_EXERCISE GOAL_
Every entry should be transcribed word for word, so that nothing is missing.

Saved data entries
□ □ □ □

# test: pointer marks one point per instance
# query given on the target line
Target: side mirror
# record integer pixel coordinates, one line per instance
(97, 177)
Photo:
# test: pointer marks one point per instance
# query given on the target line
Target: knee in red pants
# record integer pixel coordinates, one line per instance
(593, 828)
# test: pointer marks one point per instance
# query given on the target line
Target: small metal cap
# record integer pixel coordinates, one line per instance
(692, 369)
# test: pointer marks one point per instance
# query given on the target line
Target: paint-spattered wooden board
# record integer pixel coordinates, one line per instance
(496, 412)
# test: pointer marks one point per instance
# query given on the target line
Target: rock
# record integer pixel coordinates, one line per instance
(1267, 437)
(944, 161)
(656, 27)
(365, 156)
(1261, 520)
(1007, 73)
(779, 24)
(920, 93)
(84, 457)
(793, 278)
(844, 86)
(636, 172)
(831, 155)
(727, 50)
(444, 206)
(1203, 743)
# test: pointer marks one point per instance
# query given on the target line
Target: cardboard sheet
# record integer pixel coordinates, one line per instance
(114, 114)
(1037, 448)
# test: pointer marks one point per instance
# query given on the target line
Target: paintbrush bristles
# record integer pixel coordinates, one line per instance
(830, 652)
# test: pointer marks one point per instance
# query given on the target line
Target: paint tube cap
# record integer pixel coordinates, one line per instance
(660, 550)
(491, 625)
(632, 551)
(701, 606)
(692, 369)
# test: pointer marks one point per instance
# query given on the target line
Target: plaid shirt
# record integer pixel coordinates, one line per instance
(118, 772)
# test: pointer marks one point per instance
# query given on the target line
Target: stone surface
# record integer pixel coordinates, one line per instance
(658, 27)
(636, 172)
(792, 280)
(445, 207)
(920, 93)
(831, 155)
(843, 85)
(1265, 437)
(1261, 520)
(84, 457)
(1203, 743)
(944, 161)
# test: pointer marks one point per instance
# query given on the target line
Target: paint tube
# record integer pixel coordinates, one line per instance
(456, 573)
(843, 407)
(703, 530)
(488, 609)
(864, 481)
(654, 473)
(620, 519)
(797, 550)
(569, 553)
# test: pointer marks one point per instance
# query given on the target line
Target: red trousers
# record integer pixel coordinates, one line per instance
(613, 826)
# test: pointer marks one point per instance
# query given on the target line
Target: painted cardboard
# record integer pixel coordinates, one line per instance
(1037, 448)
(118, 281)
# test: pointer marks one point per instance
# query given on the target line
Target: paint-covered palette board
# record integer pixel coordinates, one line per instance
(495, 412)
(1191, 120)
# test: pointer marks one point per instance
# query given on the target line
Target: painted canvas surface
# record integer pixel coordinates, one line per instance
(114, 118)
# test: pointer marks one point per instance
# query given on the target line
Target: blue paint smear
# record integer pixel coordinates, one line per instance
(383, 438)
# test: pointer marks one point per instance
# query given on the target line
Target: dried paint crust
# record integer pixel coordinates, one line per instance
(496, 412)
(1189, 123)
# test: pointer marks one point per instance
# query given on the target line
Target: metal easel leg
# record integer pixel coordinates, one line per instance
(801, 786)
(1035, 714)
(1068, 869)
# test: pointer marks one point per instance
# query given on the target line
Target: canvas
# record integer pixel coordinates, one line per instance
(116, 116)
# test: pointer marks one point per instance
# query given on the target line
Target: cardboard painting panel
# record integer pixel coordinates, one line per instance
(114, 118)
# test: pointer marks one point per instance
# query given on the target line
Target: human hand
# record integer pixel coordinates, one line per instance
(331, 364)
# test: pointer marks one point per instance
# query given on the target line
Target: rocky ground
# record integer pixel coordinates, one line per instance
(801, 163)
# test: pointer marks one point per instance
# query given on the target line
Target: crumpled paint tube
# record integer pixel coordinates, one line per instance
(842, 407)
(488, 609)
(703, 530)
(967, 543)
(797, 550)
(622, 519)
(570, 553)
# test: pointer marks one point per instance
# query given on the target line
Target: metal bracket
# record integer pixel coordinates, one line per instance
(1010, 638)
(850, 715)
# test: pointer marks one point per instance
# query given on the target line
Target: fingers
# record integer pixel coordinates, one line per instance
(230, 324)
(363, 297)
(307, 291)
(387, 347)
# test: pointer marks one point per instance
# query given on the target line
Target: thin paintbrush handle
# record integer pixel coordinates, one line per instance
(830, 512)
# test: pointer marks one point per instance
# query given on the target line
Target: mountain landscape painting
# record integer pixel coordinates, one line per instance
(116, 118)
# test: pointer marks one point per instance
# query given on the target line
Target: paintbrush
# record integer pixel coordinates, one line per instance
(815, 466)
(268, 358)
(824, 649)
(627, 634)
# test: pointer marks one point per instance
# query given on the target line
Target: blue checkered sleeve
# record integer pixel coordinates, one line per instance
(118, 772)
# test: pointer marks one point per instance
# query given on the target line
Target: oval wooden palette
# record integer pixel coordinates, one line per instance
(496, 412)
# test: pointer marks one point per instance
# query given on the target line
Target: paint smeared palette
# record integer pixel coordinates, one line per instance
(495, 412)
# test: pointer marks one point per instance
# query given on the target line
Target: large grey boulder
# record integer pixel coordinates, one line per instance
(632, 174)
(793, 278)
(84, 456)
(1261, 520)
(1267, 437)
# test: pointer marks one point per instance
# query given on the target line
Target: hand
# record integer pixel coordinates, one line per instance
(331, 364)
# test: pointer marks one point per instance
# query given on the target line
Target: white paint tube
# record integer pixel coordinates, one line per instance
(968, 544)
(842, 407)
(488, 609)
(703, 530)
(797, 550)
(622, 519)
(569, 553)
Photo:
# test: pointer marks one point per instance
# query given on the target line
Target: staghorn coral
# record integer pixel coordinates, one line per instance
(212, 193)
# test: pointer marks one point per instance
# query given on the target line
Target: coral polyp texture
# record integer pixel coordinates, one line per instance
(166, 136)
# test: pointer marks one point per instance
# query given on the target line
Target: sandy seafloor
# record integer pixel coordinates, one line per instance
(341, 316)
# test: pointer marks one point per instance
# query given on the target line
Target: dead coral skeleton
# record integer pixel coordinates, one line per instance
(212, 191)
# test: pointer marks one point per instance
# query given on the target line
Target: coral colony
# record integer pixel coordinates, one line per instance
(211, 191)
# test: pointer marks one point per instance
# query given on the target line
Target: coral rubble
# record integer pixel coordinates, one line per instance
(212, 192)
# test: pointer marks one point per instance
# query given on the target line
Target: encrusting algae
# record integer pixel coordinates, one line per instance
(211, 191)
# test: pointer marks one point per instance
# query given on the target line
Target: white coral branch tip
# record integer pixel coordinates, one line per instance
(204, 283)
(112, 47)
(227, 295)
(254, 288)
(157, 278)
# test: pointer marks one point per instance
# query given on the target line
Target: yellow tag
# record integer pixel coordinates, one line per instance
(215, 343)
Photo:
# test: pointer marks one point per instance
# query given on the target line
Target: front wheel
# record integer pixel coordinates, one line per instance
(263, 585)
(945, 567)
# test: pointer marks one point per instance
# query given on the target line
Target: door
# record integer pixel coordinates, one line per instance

□ □ □ □

_ANSWER SPACE_
# test: pointer marks one point per instance
# query given on the target line
Target: side mirror
# record integer pixel coordinates, one line per instance
(97, 177)
Photo:
# test: pointer marks one point per instance
# query given on the target line
Target: knee in red pants
# record integer pixel coordinates, one line per instance
(593, 828)
# test: pointer marks one point per instance
# query given on the target line
Target: small metal cap
# record integer pixel coordinates, one line per instance
(692, 369)
# test: pointer marks one point per instance
# query given on the target line
Target: paint-spattered wooden board
# record integer pixel coordinates, one line per instance
(496, 412)
# test: pointer marks one point per instance
# query given on the target line
Target: rock
# record integer pixel coordinates, one line per instance
(1267, 437)
(944, 161)
(656, 27)
(365, 156)
(1261, 520)
(1007, 73)
(779, 24)
(920, 93)
(84, 457)
(793, 278)
(844, 86)
(636, 172)
(831, 155)
(727, 50)
(444, 206)
(1203, 743)
# test: pointer marks one point per instance
# query given on the target line
Target: cardboard sheet
# record integer pixel coordinates, one line per instance
(114, 114)
(1037, 448)
# test: pointer marks one point per instance
# query given on the target line
Target: paintbrush bristles
# record integer pixel coordinates, one line per instance
(830, 652)
# test: pointer marks one point per instance
# query given on the target line
Target: paint tube cap
# record integer pixel coordinates, one line per instance
(660, 550)
(491, 625)
(632, 551)
(701, 606)
(692, 369)
# test: pointer marks one point per instance
# query given on the target line
Target: plaid shirt
# record integer pixel coordinates, one line per instance
(118, 772)
# test: pointer marks one point per instance
# query given on the target line
Target: stone surface
# record integer pixel coordinates, one line per instance
(658, 27)
(636, 172)
(792, 280)
(445, 207)
(920, 93)
(831, 155)
(843, 85)
(1265, 437)
(1261, 520)
(84, 457)
(1203, 743)
(944, 161)
# test: pointer marks one point per instance
# query given on the target line
Target: paint tube
# record integer pixel coordinates, one line per instance
(456, 573)
(843, 407)
(703, 530)
(488, 609)
(864, 481)
(654, 473)
(620, 519)
(797, 550)
(569, 553)
# test: pointer marks one point per instance
# query given on the target line
Target: red trousers
# record integer pixel coordinates, one line per instance
(613, 826)
# test: pointer marks one point per instance
# query given on the target line
Target: painted cardboard
# record integer pixel coordinates, one line per instance
(1037, 448)
(118, 281)
# test: pointer marks one point per instance
# query given on the target line
Target: paint-covered palette board
# record integer pixel coordinates, one line per instance
(495, 412)
(1191, 120)
# test: pointer marks one point per instance
# query given on the target line
Target: painted canvas surface
# record integer pixel coordinates, one line per instance
(114, 118)
# test: pointer marks one point per instance
# query given on the target line
Target: blue paint smear
# record integer pixel coordinates, one line per instance
(383, 438)
# test: pointer marks one point per instance
# query given on the target line
Target: dried paint crust
# record integer pixel coordinates, one line per instance
(496, 412)
(1189, 123)
# test: pointer marks one point per instance
# query given on the target line
Target: metal easel leg
# record integer pixel coordinates, one line per instance
(801, 786)
(1035, 714)
(1068, 869)
# test: pointer marks one point per instance
# query given on the target line
Target: canvas
# record integer pixel coordinates, one line per instance
(116, 116)
# test: pointer marks one point per instance
# query given on the target line
Target: cardboard painting panel
# record integer pixel coordinates, one line per instance
(114, 118)
# test: pointer marks one point per instance
# query given on the target line
Target: human hand
# record integer pixel coordinates, one line per instance
(331, 364)
# test: pointer marks one point per instance
# query given on the target line
Target: rocky ground
# record integer pixel coordinates, one line per instance
(801, 163)
# test: pointer marks one point per instance
# query given on the target line
Target: crumpled paint tube
# record integer pixel coordinates, one line per instance
(842, 407)
(488, 609)
(703, 530)
(967, 543)
(797, 550)
(622, 519)
(570, 553)
# test: pointer marks one point per instance
# query given on the target line
Target: metal bracket
# record integer pixel coordinates, one line per instance
(1010, 638)
(850, 715)
# test: pointer marks one point per instance
# query given on the target line
Target: fingers
# record integer pixel coordinates, one line per instance
(230, 324)
(363, 297)
(307, 291)
(387, 347)
# test: pointer marks one point per instance
# query given on the target line
Target: thin paintbrush handle
# record integer pixel coordinates, one line per instance
(830, 512)
# test: pointer marks one point per instance
# query given on the target line
Target: mountain landscape painting
# record integer pixel coordinates, one line per instance
(116, 118)
# test: pointer marks one point per instance
# query given on the target line
Target: paintbrush
# record integer pixel coordinates, one line per instance
(815, 466)
(268, 358)
(824, 649)
(627, 634)
# test: pointer marks one point per instance
# query given on the target line
Target: blue checkered sleeve
# record integer pixel coordinates, one line per instance
(118, 772)
# test: pointer marks one point per instance
# query given on the target line
Target: oval wooden palette
# record integer pixel coordinates, one line per instance
(496, 412)
# test: pointer marks one point per instance
# query given on the target line
Target: paint smeared palette
# record integer pixel coordinates, one line per instance
(495, 412)
# test: pointer marks one point per instance
# query given on the target line
Target: large grey boulder
# record integer pixel coordinates, one line per instance
(632, 174)
(793, 278)
(84, 456)
(1261, 520)
(1267, 437)
# test: pointer marks one point per instance
# query given on the target line
Target: hand
# record integer pixel coordinates, one line per instance
(331, 364)
# test: pointer marks one point per instance
# query given on the target line
Target: white paint tube
# record integer pixel coordinates, one line per instance
(968, 544)
(842, 407)
(488, 609)
(703, 530)
(797, 550)
(622, 519)
(569, 553)
Photo:
# test: pointer marks one point per instance
# query given on the target line
Target: staghorn coral
# record integer pixel coordinates, one line per instance
(212, 193)
# test: pointer marks one point per instance
# query given on the target line
Target: coral polyp texture
# record integer pixel coordinates, one line per instance
(166, 136)
# test: pointer marks one point per instance
# query given on the target line
Target: sandy seafloor
# record integer pixel coordinates, one line per instance
(341, 316)
# test: pointer marks one point per instance
# query given on the target line
Target: dead coral skeleton
# record integer pixel coordinates, one line per instance
(212, 191)
# test: pointer marks one point per instance
# query given on the target line
Target: coral colony
# record integer pixel coordinates, one line per instance
(211, 191)
# test: pointer marks one point per instance
# query given on the target line
Target: coral rubble
# record integer pixel coordinates, one line per instance
(212, 192)
# test: pointer marks one point per instance
# query given on the target line
Target: encrusting algae
# record integer pixel coordinates, one line per instance
(211, 191)
# test: pointer marks one point per instance
# query given on the target line
Target: white coral branch tip
# record integer pixel coordinates, one line per instance
(204, 283)
(112, 47)
(227, 295)
(254, 288)
(157, 278)
# test: pointer marks one point per instance
# query given on the target line
Target: yellow tag
# record integer pixel coordinates, one line per instance
(215, 343)
Photo:
# test: pointer marks one point per instance
# query given on the target line
Target: front wheel
# record integer pixel coordinates, one line per instance
(263, 585)
(945, 567)
# test: pointer marks one point per instance
# query given on the target line
Target: door
# record integer pixel coordinates, one line per instance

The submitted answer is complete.